• **Given entries**:

###

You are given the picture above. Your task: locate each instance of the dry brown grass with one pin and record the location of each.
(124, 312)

###

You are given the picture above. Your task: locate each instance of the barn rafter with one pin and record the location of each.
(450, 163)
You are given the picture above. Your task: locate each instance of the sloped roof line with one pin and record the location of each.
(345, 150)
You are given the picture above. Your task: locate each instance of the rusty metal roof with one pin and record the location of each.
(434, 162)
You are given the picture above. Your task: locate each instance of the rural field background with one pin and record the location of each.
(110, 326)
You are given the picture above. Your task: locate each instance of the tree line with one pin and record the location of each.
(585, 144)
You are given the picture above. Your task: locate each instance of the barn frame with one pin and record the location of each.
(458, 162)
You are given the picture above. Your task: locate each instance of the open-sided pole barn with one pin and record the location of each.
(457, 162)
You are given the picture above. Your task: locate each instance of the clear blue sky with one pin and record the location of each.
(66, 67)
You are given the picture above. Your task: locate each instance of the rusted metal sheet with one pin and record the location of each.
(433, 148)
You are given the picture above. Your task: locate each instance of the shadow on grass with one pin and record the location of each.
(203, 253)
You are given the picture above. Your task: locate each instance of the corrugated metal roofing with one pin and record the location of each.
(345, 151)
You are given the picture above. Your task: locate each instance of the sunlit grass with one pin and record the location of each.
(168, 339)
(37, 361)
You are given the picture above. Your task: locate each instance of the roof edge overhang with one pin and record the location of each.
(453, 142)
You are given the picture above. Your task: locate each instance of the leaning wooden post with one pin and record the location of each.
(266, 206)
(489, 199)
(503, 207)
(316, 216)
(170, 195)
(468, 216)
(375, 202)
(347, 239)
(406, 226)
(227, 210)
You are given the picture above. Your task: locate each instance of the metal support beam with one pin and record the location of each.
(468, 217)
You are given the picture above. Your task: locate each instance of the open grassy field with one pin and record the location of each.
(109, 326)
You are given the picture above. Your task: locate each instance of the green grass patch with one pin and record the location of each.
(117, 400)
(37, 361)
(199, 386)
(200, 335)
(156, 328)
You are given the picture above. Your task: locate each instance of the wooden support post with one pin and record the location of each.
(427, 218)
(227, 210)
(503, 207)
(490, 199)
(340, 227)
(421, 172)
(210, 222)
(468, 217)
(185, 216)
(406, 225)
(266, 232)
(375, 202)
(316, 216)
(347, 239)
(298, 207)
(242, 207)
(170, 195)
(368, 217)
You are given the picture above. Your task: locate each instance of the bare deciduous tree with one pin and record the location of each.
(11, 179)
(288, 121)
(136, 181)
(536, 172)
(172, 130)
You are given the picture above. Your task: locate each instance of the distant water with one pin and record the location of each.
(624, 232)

###

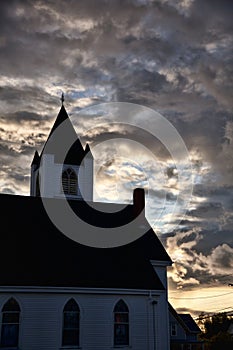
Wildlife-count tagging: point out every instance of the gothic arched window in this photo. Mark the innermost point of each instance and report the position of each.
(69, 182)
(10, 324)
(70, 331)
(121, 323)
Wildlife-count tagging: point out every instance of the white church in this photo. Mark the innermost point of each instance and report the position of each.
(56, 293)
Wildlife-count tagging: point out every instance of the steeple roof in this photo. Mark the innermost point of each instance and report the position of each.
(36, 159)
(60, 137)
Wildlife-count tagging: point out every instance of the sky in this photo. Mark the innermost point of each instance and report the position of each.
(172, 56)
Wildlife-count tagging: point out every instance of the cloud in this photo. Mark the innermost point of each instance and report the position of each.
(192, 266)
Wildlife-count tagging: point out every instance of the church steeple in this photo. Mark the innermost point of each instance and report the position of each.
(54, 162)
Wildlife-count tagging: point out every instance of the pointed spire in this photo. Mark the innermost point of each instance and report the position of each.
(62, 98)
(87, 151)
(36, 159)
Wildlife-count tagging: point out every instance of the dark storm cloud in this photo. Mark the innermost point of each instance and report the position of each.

###

Could you set down, word for word, only the lines above from the line with "Wildlife-count tagging: point out every instance of the steeple" to the line with "Wildlife-count tagging: point out every instance of the dark", including both?

• **Problem solution**:
Wildlife-count tagging: point out every instance of the steeple roof in this photo. Mark the innermost point of each instance and report the position of each.
(36, 159)
(60, 137)
Wildlife-count tagging: point out every instance of the sky in this photo. Mark the innermost point of each instance and report the position of each.
(172, 56)
Wildlife-count tagging: point out every instance of the cloud in this photo. Mark the innermost point of each instance and report the position of each.
(192, 266)
Wildlife-count tagging: point out every instance of the church steeple in this photo. Mark the innermost point of each instance and report the position of each.
(54, 162)
Wildlife-count tagging: point out every instance of the pointed spire in this photo. Mark the innermost point of each instance and report the position of each.
(62, 98)
(87, 151)
(36, 159)
Wildlife-count tagging: point out every instance of the dark storm cloud in this photo. Mark the innermost point of each instance and report the position of each.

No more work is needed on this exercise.